Reproduce every one of the following records verbatim, preserving each line as it stands.
===== Provided records
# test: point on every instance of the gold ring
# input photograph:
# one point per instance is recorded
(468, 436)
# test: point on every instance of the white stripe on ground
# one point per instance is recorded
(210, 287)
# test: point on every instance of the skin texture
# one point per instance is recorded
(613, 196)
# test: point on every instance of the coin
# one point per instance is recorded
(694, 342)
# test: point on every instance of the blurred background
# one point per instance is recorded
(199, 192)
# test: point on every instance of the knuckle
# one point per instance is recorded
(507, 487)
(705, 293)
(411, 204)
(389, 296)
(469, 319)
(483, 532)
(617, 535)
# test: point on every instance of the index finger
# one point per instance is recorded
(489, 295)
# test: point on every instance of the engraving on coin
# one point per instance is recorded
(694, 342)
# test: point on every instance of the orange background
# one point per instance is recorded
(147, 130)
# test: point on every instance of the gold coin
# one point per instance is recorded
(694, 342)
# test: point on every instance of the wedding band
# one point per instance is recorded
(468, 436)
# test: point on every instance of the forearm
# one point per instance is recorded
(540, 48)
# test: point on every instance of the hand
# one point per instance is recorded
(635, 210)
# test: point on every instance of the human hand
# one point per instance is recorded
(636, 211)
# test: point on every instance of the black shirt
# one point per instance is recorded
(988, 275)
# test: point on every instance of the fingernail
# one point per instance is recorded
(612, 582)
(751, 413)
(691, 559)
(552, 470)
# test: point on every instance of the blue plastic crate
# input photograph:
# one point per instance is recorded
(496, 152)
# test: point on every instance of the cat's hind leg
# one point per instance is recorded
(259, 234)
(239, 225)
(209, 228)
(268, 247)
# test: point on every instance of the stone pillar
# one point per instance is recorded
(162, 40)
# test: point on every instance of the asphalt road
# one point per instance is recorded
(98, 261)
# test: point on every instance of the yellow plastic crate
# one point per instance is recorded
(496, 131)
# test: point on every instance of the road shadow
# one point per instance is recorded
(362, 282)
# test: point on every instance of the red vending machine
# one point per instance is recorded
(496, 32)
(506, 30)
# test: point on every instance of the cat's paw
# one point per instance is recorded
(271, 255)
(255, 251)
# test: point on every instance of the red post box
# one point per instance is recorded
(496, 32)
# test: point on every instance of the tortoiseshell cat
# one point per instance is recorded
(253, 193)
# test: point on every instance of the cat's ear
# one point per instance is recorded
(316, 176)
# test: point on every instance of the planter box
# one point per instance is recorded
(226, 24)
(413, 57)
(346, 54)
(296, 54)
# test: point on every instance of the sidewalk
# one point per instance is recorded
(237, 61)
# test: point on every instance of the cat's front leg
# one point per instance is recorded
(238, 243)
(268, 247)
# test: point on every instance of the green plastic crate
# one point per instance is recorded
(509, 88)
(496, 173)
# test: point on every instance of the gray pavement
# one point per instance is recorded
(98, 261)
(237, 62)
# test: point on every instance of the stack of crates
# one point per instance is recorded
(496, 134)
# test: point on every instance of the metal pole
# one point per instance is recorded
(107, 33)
==========
▶ [Reply to the exercise]:
# test: point on every instance of the gold ring
# input photograph:
# one point per instance is recorded
(468, 436)
# test: point on every instance of the white stripe on ground
# one point per instance is recorded
(210, 287)
# test: point on every instance of the skin texture
# one point per instance is recorded
(613, 196)
# test: point on every instance of the coin
# one point per instance is recorded
(694, 342)
# test: point on every instance of the blurred background
# one point per instance is recorded
(199, 192)
# test: point on every instance of the knuckle
# one point per instance is recorded
(507, 487)
(705, 293)
(411, 204)
(389, 296)
(469, 319)
(483, 532)
(617, 535)
# test: point on every instance of the index finger
# one point per instance is recorded
(489, 295)
# test: point on every instance of the engraving on coin
# one point per instance is recorded
(694, 342)
# test: point on every instance of the orange background
# one point per instance is recorded
(147, 130)
# test: point on every instance of the gold coin
# one point per instance is recorded
(694, 342)
# test: point on every instance of the wedding band
# one point per instance is recorded
(468, 436)
# test: point on every instance of the forearm
# one point per instance is recorded
(540, 48)
# test: point on every instance of the hand
# one point per instance is recorded
(635, 210)
# test: point on every instance of the human hand
# one point per instance is recorded
(636, 211)
# test: point on every instance of the black shirt
# one point per instance is recorded
(988, 275)
# test: point on every instance of the fingernail
# one point per instance is recorded
(612, 582)
(751, 413)
(691, 559)
(552, 470)
# test: point on every instance of the blue plastic crate
# input photograph:
# one point per instance is recorded
(496, 152)
# test: point on every instance of the cat's hind leg
# one point per instance is recorded
(259, 234)
(239, 225)
(209, 228)
(268, 247)
# test: point on every instance of the stone pillar
# one point per instance is recorded
(162, 40)
# test: point on every instance of the asphalt road
# one point per instance is recorded
(98, 261)
# test: point on every instance of the yellow plastic crate
# one point per instance is recorded
(496, 131)
# test: point on every instance of the road shadow
# one point per instance is recorded
(362, 282)
# test: point on every instance of the red vending machine
# one point per instance is recorded
(496, 32)
(506, 30)
# test: point on every instance of the cat's paw
# one point per instance is recorded
(271, 255)
(255, 251)
# test: point on every instance of the red post box
# one point per instance is recorded
(496, 32)
# test: point on every instance of the tortoiseshell cat
# one point per instance is recorded
(253, 193)
# test: point on every instance of the cat's ear
# one point per instance is recorded
(316, 176)
# test: point on every instance of the planter box
# one point per instance is recorded
(226, 24)
(413, 57)
(346, 54)
(296, 54)
# test: point on every instance of the sidewalk
# one point per instance is recorded
(237, 61)
# test: point on every instance of the cat's front leg
# one point per instance is recorded
(238, 243)
(268, 247)
# test: point on every instance of the green plastic crate
# one point per instance is recorded
(509, 88)
(496, 173)
# test: point on every instance of the gray pavement
# one point per instance is recorded
(98, 261)
(237, 62)
# test: point on every instance of the stack of crates
# one point per instance is recorded
(496, 134)
# test: point on every instance of the metal pole
# one point per instance is recorded
(107, 33)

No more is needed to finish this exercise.